PROVIDED DATA below:
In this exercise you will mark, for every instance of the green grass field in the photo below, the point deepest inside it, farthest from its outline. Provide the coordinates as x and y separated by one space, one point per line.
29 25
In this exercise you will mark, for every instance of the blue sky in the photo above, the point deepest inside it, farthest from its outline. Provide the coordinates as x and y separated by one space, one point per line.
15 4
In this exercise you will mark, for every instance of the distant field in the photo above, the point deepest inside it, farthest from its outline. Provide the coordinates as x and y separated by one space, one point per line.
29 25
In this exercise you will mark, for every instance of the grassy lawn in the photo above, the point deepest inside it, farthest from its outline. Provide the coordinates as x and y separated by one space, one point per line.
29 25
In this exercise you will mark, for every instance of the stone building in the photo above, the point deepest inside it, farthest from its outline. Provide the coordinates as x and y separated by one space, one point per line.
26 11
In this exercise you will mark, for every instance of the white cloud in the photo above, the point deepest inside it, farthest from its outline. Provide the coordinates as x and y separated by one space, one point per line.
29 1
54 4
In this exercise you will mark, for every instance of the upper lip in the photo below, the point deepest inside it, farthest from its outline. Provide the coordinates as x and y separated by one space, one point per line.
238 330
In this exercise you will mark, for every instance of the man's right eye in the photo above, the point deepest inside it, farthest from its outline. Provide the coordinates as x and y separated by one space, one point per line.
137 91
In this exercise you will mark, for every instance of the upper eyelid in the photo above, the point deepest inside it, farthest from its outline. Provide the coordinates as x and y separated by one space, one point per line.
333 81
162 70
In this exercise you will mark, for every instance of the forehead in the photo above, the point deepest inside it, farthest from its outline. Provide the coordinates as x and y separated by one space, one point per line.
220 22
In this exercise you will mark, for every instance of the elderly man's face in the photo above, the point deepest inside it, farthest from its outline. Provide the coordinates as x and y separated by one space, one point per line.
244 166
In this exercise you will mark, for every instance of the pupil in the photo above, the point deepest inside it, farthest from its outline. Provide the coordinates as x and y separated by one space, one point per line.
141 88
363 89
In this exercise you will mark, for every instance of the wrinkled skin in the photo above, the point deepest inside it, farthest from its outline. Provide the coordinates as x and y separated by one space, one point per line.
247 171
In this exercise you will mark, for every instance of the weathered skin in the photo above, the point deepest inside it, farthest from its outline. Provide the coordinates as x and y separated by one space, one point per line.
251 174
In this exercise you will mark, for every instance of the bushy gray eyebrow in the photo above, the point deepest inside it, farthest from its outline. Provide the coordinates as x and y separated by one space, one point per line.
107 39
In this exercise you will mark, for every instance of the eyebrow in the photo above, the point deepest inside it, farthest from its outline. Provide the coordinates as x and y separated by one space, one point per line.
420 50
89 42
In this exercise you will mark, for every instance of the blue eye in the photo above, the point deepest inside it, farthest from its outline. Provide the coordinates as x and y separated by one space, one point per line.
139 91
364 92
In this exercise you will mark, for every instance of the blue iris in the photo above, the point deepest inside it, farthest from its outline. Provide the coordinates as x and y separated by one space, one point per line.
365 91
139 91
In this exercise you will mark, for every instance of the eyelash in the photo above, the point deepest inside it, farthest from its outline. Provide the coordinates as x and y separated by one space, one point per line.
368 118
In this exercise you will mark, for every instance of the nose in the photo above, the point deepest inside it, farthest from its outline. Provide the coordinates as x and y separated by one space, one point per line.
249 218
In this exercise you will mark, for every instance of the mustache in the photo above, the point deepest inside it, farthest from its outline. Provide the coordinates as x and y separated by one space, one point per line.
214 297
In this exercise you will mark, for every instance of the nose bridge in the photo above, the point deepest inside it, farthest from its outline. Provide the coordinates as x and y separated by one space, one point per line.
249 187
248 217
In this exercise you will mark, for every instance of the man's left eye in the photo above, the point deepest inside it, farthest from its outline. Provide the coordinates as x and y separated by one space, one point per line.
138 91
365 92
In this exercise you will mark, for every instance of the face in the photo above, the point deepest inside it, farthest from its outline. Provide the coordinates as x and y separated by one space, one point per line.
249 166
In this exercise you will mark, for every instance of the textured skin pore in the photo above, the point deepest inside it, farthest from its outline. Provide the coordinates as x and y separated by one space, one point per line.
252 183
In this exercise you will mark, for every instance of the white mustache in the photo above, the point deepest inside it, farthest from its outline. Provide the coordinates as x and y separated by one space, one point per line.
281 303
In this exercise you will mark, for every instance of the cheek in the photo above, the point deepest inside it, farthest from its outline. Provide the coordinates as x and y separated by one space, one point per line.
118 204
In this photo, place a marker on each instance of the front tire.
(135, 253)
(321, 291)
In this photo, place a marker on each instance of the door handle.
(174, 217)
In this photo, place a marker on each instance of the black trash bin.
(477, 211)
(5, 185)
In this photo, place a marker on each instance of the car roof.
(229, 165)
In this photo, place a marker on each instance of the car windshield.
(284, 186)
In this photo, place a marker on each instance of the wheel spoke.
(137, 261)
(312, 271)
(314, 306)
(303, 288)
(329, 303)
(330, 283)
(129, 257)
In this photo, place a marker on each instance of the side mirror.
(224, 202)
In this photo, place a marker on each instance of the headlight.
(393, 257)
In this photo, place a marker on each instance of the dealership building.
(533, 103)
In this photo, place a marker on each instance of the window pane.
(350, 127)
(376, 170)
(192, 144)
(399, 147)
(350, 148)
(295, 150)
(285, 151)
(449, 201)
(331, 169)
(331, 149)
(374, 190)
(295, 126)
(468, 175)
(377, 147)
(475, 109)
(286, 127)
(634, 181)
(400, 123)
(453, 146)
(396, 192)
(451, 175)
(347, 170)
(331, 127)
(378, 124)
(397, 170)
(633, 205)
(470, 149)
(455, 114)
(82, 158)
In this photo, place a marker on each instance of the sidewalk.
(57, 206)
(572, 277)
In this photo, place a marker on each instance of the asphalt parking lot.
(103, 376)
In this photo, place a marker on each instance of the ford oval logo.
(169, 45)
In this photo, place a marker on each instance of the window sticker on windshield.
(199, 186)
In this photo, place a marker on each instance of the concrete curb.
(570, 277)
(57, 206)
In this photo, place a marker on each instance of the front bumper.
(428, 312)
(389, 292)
End of PROVIDED DATA.
◆ ASSIGNMENT:
Each entry must be printed again exactly as given.

◆ SOLUTION TO THE PROBLEM:
In this exercise you will mark, for every instance of the green grass field in the photo below, the point deepest inside it, farthest from its outline. Provide the coordinates as x and y separated by one space, one point per line.
29 25
In this exercise you will mark, for every instance of the blue sky in the photo above, the point deepest inside it, farthest from its outline. Provide the coordinates as x and y separated by one space, one point per line.
15 4
In this exercise you will mark, for every instance of the distant field in the photo above, the point deepest inside it, farthest from its outline. Provide the coordinates as x and y separated by one space, one point per line.
29 25
In this exercise you will mark, for every instance of the grassy lawn in the photo above, the point deepest inside it, farthest from its outline. Provide the coordinates as x and y separated by one space, one point per line.
29 25
In this exercise you will mark, for every instance of the stone building in the photo above, the point deepest inside it, farthest from its outline. Provide the coordinates as x and y separated by one space, one point per line.
26 11
In this exercise you will mark, for every instance of the white cloud in the photo above, the point deepest inside it, farthest from its outline. Provide the coordinates as x and y separated by one space, one point per line.
29 1
54 4
In this exercise you will mark, for every instance of the upper lip in the photo below, the point deepest inside it, farthest from its outline. Provide the coordinates as x and y separated by one space, one point per line.
238 330
In this exercise you will mark, for every instance of the man's right eye in the photo above, the point deepest inside it, farthest from its outline. Provide the coordinates as x and y separated by one space, one point per line.
137 91
In this exercise you will mark, for every instance of the upper eyelid in the photo above, the point deepest inside it, farthest from its outline. Provide the coordinates as x and y separated by one space, one point per line.
333 81
162 70
In this exercise you will mark, for every instance of the forehead in the photo above, the point deepest inside it, farthest from its outline. Provide the coordinates as x and y separated by one space, one point per line.
220 22
In this exercise you will mark, for every instance of the elderly man's face in the photo above, the point deepest inside it, farthest from its outline. Provide the coordinates as x and y separated by one space, one point per line.
244 166
In this exercise you will mark, for every instance of the pupil in the photo above, the point deepest inside it, farthest from its outline. Provide the coordinates as x and y separated by one space, one point per line.
141 88
363 89
In this exercise you will mark, for every instance of the wrinkled skin in the photo above, the point deepest inside it, farthest from its outline. Provide the coordinates as x and y separated by one space, one point per line.
247 171
In this exercise you will mark, for every instance of the weathered skin in the photo above, the point deepest inside it, farthest from its outline. Provide the coordinates as x and y separated by one space, one point per line.
251 174
In this exercise you will mark, for every instance of the bushy gray eyebrow in the photo above, the point deepest inside it, farthest from its outline. Provide the coordinates as x and y separated by one space, one point per line.
107 39
In this exercise you will mark, for every instance of the eyebrow in the photo above, the point deepest inside it, farthest from its outline. Provide the coordinates as x and y separated by one space, one point per line.
420 50
89 42
In this exercise you will mark, for every instance of the blue eye in the photo above, the point deepest inside it, farthest from its outline. Provide the coordinates as x and y separated by one space, one point per line.
139 91
364 92
In this exercise you will mark, for every instance of the blue iris in the photo above, the point deepest inside it, farthest from its outline. Provide the coordinates as x and y separated by one space, one point per line.
365 91
139 91
In this exercise you will mark, for every instance of the eyelash in the photo above, the point deepest inside it, farthest from its outline. Provide the coordinates as x and y separated by one space, one point per line.
368 118
In this exercise you will mark, for every instance of the nose in the photo above, the point deepest inside it, farthest from its outline. Provide the coordinates as x and y separated by one space, one point per line.
249 218
In this exercise you will mark, for every instance of the mustache in the photo above, the point deepest inside it, farthest from its outline. Provide the coordinates as x and y separated by one space, one point per line.
214 297
In this exercise you will mark, for every instance of the nose bridge in the photo above, the point deepest inside it, farthest from its outline. Provide the coordinates as x and y separated by one space, one point per line.
249 187
248 217
In this exercise you will mark, for every instance of the man's left eye in the photo above, the point deepest inside it, farthest from its outline. Provide the coordinates as x and y separated by one space, one point per line.
138 91
365 92
In this exercise you will mark, for every instance of the face in the photo above, the point deepest inside it, farthest from its outline. Provide the coordinates as x and y separated by one space, one point per line.
249 166
In this exercise you will mark, for every instance of the textured skin pore in the photo above, the point deepest inside it, farthest from its outline. Provide the coordinates as x and y separated by one space, one point per line.
252 183
In this exercise you will mark, for every instance of the white mustache in the photo above, the point deepest inside it, farthest from its outline. Provide the coordinates as x and y separated by one space, one point per line.
281 303
In this exercise you will mark, for every instance of the cheek in the photo above, the point deepest inside it, farthest from its outline. Provide the coordinates as x and y separated by one space, one point per line.
118 204
In this photo, place a marker on each instance of the front tire.
(135, 253)
(321, 291)
In this photo, place a marker on each instance of the door handle.
(174, 217)
In this photo, place a marker on each instance of the black trash bin.
(477, 211)
(5, 185)
In this photo, place a marker on each instance of the car roof.
(229, 165)
In this photo, place a marker on each instance of the car windshield.
(284, 186)
In this photo, place a marker on each instance of the wheel spoke.
(137, 261)
(312, 271)
(314, 306)
(303, 288)
(329, 303)
(330, 283)
(129, 257)
In this photo, place a marker on each instance of the side mirror.
(224, 202)
In this photo, place a marker on each instance of the headlight.
(393, 257)
In this photo, place a marker on each instance of the dealership building.
(533, 103)
In this photo, place a marker on each instance of the window pane.
(350, 127)
(376, 170)
(192, 144)
(399, 147)
(350, 148)
(295, 150)
(285, 151)
(449, 201)
(331, 169)
(331, 149)
(374, 190)
(295, 126)
(468, 175)
(377, 147)
(475, 109)
(286, 127)
(634, 181)
(400, 123)
(453, 146)
(396, 192)
(451, 175)
(347, 170)
(331, 127)
(378, 124)
(397, 170)
(633, 205)
(470, 149)
(455, 114)
(82, 158)
In this photo, place a marker on each instance of the sidewalk.
(57, 206)
(572, 277)
In this photo, place a marker on each instance of the asphalt parking lot.
(103, 376)
In this photo, place a marker on each instance of the ford oval logo.
(169, 45)
In this photo, place a marker on each instance of the window sticker on windshield.
(199, 186)
In this photo, place a marker on each instance of the concrete curb.
(570, 277)
(57, 206)
In this photo, place a marker on each instance of the front bumper.
(428, 312)
(389, 292)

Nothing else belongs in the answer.